- _What to produce_:
Please say on what date the applicant provided details of the proposed amendments, according to the tribunal decision.

- _Page_:
#####

HUMAN RIGHTS TRIBUNAL OF ONTARIO
B E T W E E N:
L. L. by his Litigation Guardian T.L.
Applicant
-and-
Ottawa Catholic School Board
Respondent
INTERIM DECISION
Adjudicator: Mark Hart
Indexed as: L. L. by his Litigation Guardian T.L. v. Ottawa Catholic School Board
WRITTEN SUBMISSIONS
L. L. by his Litigation Guardian T.L., Applicant
Self-represented
Ottawa Catholic School Board, Respondent
R. Paul Marshall, Counsel
1This is an Application dated July 3, 2014 alleging discrimination with respect to services because of disability and family status contrary to the Human Rights Code, R.S.O. 1990, c. H.19, as amended (the "Code").
2The purpose of this Interim Decision is to address two issues: (1) the applicant's request to amend the Application; and (2) the respondent's request for deferral.
REQUEST TO AMEND
3By Request for Order dated January 31, 2015, the applicant requested to amend the Application. This Request was opposed by the respondent. By Case Assessment Direction dated March 16, 2015, this Tribunal requested that the applicant provide details of the proposed amendments. These were provided by the applicant on March 30, 2015. The respondent was afforded an opportunity to provide further submissions in response to the details provided by the applicant.
4In determining requests to amend applications, the Tribunal generally considers the nature of the proposed amendments, the reasons for the amendments, the timing of the request to amend, and the prejudice to the respondent. See, for example, Odell v. TTC, [2001] OHRBID No. 2, Dube v. Canadian Career College, 2008 HRTO 336, Wozenilek v. 7-Eleven Canada Inc., 2009 HRTO 926.
5The Application as filed alleges that the respondent failed to provide L.L. with special education programs and accommodations during the 2012-2013 and the 2013-2014 school years. The applicant is seeking to amend the Application to include allegations that the respondent's infringement of L.L.'s right to receive educational services without discrimination is ongoing, as the accommodations that were implemented on January 2014 are alleged to no longer have been in place as of September 2014 when the applicant entered Grade 4. The details of the proposed amendments all entail alleged violations of the Code in relation to the 2014-2015 school year.

#####

- _Provided data_:
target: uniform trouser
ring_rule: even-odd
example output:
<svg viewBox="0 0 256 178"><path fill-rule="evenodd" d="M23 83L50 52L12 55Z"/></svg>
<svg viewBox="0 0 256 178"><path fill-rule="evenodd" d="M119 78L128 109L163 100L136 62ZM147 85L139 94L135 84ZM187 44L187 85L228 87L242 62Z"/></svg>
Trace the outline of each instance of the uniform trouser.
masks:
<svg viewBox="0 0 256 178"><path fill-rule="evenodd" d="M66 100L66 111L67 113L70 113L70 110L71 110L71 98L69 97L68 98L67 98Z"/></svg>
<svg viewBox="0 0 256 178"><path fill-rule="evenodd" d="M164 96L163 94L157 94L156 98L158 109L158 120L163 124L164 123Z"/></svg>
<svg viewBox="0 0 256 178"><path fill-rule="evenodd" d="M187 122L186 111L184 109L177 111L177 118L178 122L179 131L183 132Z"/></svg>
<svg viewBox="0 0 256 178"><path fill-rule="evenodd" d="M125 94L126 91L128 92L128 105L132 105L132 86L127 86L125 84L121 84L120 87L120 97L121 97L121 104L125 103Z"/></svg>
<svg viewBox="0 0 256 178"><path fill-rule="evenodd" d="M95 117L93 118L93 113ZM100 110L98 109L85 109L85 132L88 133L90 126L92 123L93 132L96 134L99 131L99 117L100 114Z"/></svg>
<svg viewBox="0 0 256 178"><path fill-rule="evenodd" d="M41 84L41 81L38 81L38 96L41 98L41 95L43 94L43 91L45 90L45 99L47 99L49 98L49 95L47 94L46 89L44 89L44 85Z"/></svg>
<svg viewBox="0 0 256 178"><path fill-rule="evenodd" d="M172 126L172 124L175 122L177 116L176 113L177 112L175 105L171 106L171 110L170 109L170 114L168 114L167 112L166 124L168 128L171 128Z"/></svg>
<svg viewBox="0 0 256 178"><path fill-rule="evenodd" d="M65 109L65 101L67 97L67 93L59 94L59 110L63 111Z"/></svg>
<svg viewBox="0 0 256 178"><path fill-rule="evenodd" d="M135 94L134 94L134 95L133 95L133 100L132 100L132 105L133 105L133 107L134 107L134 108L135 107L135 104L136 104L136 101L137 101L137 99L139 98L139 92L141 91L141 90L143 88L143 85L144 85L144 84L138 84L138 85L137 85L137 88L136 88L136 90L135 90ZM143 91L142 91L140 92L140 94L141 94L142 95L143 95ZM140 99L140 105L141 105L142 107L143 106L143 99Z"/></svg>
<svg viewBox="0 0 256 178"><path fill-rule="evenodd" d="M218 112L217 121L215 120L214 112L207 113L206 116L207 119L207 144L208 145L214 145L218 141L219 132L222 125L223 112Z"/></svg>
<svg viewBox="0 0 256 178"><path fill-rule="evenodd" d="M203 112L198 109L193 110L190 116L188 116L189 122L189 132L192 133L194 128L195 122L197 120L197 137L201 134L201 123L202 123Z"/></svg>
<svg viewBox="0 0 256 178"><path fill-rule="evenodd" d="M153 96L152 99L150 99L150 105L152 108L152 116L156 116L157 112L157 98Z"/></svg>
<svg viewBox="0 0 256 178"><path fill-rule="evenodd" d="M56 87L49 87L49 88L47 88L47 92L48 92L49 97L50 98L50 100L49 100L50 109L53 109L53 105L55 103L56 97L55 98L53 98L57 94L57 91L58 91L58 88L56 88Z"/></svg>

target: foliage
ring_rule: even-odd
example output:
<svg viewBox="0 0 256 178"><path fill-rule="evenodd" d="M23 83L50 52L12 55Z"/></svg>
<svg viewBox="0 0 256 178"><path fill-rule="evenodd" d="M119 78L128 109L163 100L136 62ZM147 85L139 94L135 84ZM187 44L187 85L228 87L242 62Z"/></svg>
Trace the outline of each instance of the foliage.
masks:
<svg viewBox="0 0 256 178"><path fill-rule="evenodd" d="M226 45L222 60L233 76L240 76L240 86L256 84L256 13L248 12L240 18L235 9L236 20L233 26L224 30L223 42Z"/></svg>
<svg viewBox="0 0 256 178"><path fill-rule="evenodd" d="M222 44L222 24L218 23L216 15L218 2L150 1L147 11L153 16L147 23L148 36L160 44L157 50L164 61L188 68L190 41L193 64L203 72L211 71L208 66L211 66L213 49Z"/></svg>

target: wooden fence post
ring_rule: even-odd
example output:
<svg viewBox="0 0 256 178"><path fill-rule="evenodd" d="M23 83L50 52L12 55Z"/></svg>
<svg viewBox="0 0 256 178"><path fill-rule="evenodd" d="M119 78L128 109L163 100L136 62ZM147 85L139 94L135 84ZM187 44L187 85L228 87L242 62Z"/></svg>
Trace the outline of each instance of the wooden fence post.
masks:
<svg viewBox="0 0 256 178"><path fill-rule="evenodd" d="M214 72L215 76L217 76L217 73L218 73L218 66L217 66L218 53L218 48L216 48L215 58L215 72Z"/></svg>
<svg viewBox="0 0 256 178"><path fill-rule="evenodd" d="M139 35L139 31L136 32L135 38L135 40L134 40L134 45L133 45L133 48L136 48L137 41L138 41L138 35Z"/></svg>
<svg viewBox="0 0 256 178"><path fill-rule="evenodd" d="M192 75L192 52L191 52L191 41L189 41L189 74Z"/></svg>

#####

- _Exercise output_:
March 30, 2015